— BEGIN Document —
If we stop to wonder what an afterlife might look like, it starts to look a lot like this one.
Any discussion of an afterlife, or whether one even exists or not, is a topic we can only speculate on. For some, the idea of having perpetual lives helps explain why some people are particularly apt at certain skills starting at a very early age (e.g., Mozart, Picasso, Pascal), and conveniently helps justify why some are born into misery while others are born into relative comfort. Life remains mysterious even for the enlightened. Vedanta doesn’t claim to explain it all. However, with certainty we can say that if an afterlife does exist, even a celestial one, it would be just more mithya (apparent reality, versus actual reality) and therefore, something we should still want to seek freedom from (logically speaking, even heaven would have to have limitations because you can’t have a “heaven game” without any rules). Nevertheless, Vedanta does offer up a theory for what happens when an individual dies. (Note: For a full description of death and the hereafter according to Vedic scripture, see Brihadaranyaka Upanishad, part 4, chapter 4 or Chandogya Upanishad, part
First, according to karma theory, a person’s future birth is determined by the intense (binding) desires they still hold at death. Desire (kama) leads to action (karma), which creates a tendency (vasana) for wanting more of the same. This wanting then, perpetuates into a future life where it makes the individual assume a body in an environment where he or she will have an opportunity to fulfill their desires. This cycle of rebirth is most commonly described as samsara. However, once Self-knowledge has been realized, any remaining vasanas will eventually dissolve because there is no longer a doer to sustain and identify them with. Hence, the cycle is broken. In regard to karma, a Self-realized individual will still need to exhaust any remaining karma that was accumulated before Self-realization. This residual karma (prarabdha karma) is sometimes compared to the blades of a moving fan which continue turning even after the fan has been powered off.
— END Document —
— BEGIN Items —
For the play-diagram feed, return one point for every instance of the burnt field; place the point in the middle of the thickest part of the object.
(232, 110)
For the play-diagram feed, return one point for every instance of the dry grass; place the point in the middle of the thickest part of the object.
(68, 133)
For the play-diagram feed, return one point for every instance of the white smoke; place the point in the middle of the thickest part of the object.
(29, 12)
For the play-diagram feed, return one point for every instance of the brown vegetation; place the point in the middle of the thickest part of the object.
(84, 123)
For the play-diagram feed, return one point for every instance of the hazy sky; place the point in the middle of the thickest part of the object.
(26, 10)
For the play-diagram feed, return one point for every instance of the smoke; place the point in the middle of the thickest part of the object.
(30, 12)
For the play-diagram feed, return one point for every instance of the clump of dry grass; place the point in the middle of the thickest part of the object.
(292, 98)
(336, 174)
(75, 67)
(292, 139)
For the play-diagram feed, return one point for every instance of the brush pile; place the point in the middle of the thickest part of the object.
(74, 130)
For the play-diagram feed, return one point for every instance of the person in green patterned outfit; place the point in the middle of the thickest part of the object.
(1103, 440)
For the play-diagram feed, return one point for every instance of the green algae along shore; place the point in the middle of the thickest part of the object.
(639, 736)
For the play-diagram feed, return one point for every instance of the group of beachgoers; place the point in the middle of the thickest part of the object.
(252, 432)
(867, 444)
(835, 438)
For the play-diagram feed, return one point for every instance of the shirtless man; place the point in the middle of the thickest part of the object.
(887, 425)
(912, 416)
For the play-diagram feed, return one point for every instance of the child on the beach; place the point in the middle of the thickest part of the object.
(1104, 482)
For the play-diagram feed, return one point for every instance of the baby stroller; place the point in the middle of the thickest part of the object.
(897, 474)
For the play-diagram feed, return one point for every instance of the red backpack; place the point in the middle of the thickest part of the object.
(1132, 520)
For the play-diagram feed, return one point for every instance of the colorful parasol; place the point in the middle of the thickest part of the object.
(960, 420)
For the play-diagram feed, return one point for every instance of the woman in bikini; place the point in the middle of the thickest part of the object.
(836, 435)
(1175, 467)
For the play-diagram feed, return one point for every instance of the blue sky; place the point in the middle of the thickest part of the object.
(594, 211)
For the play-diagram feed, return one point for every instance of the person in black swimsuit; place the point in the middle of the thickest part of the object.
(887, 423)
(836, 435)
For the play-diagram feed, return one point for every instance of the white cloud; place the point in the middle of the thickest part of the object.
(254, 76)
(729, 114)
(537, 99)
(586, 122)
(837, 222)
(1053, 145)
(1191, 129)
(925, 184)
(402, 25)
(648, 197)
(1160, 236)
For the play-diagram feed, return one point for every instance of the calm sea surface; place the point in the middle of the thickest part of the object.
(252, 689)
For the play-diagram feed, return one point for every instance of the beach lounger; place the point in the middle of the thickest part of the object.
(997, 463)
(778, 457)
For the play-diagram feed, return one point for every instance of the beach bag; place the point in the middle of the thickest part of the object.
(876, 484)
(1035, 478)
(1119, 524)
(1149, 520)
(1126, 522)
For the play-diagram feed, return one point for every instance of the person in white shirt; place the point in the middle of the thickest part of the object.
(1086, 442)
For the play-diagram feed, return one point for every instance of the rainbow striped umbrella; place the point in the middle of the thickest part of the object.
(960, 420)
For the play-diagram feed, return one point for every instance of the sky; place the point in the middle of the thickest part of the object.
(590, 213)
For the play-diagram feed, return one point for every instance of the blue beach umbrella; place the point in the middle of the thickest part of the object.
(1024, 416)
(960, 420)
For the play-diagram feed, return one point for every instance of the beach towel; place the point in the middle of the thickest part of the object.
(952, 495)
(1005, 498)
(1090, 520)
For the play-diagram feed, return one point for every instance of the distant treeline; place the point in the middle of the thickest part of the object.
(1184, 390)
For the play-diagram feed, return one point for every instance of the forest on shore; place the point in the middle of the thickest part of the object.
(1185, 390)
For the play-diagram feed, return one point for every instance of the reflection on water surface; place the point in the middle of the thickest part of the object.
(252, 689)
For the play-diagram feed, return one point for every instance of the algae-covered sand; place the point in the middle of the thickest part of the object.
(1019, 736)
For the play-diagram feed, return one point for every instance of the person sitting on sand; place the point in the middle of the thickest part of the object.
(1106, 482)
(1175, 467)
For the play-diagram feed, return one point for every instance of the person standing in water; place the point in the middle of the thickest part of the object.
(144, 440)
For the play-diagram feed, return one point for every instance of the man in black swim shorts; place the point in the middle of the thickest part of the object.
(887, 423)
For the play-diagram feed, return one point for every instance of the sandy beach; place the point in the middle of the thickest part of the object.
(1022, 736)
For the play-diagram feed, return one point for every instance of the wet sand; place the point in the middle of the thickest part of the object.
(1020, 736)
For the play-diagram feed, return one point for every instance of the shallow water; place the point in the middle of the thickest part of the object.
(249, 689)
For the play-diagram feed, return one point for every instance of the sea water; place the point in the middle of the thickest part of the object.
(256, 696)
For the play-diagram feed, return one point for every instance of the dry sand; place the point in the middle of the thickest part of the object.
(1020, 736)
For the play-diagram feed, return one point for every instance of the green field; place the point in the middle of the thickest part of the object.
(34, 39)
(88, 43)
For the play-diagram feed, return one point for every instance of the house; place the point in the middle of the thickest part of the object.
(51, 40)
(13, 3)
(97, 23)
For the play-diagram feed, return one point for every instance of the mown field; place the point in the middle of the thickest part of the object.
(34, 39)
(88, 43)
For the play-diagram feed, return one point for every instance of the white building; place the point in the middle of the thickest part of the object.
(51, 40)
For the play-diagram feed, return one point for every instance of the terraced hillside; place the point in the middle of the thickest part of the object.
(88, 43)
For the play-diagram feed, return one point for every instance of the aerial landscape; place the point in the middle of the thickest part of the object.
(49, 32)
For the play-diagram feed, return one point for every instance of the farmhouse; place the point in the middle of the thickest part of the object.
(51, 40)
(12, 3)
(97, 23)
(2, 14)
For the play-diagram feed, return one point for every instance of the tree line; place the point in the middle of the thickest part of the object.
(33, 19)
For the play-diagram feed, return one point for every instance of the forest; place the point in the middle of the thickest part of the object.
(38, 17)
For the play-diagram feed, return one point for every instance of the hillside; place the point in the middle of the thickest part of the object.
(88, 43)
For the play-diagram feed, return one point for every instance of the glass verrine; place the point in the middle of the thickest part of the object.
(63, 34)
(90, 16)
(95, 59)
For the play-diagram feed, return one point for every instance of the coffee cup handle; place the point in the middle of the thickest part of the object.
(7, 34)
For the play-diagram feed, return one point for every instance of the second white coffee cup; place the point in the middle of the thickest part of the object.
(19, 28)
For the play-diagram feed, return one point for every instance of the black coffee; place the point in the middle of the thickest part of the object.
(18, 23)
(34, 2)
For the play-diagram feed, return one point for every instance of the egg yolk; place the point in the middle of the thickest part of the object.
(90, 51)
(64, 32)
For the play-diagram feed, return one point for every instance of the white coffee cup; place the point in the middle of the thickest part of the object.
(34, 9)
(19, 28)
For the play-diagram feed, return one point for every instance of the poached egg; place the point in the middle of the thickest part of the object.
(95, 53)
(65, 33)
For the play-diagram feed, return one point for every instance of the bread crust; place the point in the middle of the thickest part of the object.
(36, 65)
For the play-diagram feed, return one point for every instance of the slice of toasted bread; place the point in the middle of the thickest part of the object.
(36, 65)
— END Items —
— BEGIN Items —
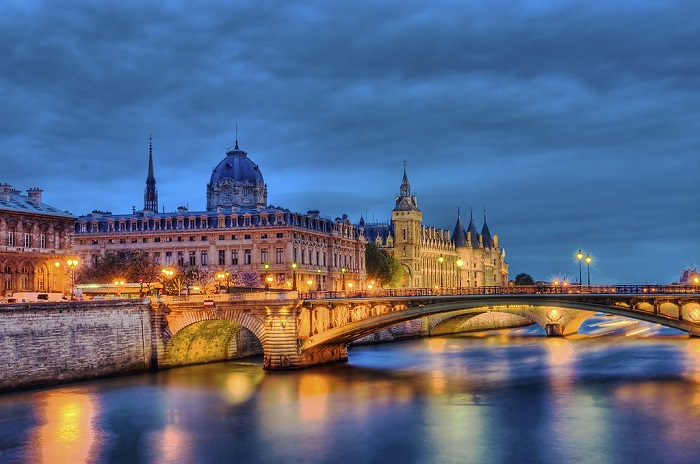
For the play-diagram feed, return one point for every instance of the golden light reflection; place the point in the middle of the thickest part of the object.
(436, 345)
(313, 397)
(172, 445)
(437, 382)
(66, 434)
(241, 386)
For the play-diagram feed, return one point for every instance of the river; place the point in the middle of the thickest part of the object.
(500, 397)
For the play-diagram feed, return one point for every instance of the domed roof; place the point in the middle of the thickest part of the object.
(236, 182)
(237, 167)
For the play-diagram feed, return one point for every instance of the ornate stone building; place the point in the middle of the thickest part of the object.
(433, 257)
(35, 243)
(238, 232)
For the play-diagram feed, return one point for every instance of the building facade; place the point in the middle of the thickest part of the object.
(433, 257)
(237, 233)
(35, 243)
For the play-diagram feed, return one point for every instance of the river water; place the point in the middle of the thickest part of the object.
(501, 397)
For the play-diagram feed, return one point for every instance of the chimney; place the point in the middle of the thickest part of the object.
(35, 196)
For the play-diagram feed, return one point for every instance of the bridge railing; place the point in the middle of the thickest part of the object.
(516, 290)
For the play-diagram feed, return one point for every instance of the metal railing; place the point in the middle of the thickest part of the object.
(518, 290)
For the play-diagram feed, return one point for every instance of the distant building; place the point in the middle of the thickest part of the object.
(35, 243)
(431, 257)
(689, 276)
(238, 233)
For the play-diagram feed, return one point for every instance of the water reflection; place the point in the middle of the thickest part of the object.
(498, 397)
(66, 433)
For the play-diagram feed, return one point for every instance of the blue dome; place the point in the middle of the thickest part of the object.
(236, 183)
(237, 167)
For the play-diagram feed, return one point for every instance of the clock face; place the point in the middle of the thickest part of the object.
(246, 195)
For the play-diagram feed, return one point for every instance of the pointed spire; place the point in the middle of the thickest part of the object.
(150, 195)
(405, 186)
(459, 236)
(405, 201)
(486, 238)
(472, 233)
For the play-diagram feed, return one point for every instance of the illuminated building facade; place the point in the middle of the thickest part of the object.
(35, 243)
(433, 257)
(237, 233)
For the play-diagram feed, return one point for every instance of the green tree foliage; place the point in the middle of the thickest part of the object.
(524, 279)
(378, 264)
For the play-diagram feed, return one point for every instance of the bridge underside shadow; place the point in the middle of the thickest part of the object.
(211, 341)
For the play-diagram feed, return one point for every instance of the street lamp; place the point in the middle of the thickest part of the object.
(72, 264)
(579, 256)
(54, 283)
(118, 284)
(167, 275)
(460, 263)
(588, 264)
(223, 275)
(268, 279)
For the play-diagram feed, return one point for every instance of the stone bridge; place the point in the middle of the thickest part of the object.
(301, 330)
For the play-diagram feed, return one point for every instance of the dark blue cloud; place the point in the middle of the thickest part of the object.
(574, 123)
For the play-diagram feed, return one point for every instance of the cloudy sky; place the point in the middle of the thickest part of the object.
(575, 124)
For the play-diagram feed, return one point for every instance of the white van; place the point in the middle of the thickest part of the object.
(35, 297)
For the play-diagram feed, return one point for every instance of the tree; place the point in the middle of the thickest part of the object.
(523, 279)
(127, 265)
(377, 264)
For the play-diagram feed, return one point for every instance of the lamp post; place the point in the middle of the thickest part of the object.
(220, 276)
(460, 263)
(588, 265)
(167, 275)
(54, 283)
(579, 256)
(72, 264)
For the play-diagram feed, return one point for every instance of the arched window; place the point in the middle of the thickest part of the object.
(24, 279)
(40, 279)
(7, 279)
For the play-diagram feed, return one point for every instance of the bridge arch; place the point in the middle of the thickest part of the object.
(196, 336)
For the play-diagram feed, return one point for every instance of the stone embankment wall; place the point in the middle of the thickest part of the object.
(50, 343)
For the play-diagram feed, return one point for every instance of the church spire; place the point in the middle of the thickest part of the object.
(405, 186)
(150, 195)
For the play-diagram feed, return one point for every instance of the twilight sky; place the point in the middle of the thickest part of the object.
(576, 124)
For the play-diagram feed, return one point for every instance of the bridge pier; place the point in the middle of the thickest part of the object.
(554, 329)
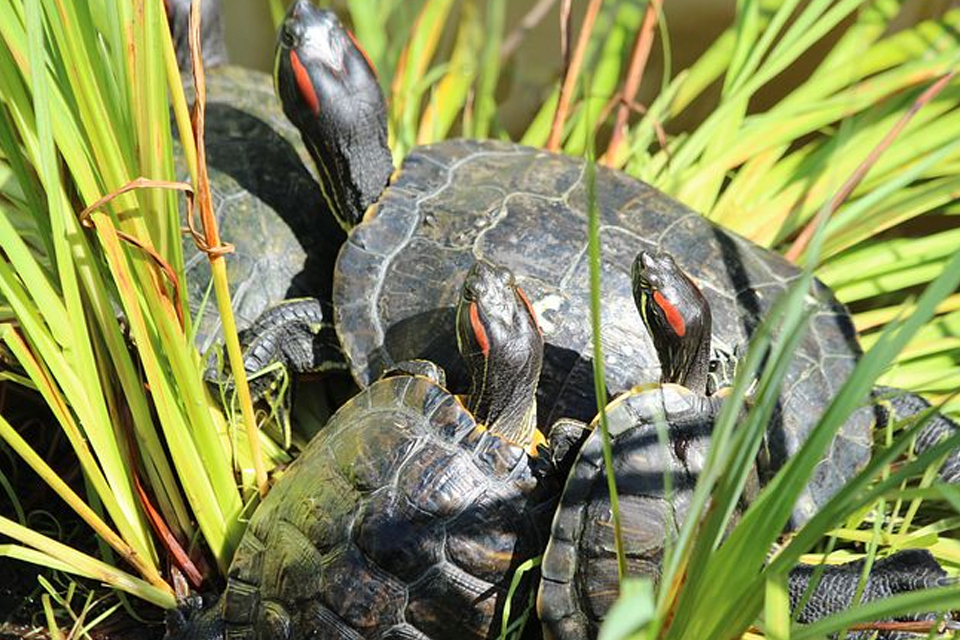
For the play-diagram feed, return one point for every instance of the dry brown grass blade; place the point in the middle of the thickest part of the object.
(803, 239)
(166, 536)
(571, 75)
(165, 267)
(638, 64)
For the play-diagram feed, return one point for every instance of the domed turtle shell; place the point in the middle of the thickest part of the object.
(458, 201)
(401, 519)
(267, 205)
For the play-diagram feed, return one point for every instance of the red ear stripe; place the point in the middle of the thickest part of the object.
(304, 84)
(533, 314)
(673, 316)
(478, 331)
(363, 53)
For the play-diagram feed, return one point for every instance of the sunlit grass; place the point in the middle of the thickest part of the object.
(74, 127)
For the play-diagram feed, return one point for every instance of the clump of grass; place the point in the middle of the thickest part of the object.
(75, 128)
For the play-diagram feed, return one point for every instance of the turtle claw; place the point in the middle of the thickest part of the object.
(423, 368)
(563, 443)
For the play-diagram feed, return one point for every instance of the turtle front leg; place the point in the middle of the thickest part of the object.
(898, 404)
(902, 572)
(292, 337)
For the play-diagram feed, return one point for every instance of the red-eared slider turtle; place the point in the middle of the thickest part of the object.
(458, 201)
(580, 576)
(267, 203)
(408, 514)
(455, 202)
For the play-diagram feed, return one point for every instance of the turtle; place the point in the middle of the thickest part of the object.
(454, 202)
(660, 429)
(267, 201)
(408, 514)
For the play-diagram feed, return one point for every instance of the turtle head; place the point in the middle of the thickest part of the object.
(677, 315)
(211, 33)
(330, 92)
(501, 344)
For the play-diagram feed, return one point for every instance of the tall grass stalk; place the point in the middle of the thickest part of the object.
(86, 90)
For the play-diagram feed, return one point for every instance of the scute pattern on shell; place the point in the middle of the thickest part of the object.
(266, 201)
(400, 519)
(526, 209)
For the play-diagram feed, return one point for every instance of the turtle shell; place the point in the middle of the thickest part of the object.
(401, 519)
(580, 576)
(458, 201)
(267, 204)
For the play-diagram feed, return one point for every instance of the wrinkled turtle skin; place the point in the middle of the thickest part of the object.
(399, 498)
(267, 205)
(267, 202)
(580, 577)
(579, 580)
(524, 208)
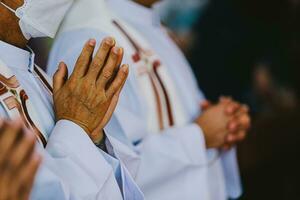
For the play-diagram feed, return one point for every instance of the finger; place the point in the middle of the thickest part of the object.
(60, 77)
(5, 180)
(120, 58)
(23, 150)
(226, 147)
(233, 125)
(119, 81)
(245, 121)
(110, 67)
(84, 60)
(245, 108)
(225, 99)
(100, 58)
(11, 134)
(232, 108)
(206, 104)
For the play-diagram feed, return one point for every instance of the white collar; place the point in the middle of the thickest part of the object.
— END Items —
* **Exercises**:
a. In the Vedanta passage, what determines a person's future birth under karma theory?
b. For each statement, say whether the Vedanta passage supports it, and quote the words that decide it: (i) Vedanta claims to explain all of life. (ii) Karma left over from before Self-realization is called prarabdha karma. (iii) The cycle of rebirth is most commonly described as samsara.
c. List every Sanskrit term that appears inside parentheses in the Vedanta passage.

* **Task responses**:
a. The intense (binding) desires they still hold at death.

b.
(i) No: "Vedanta doesn’t claim to explain it all."
(ii) Yes: "This residual karma (prarabdha karma)"
(iii) Yes: "This cycle of rebirth is most commonly described as samsara."

c. kama, karma, vasana, prarabdha karma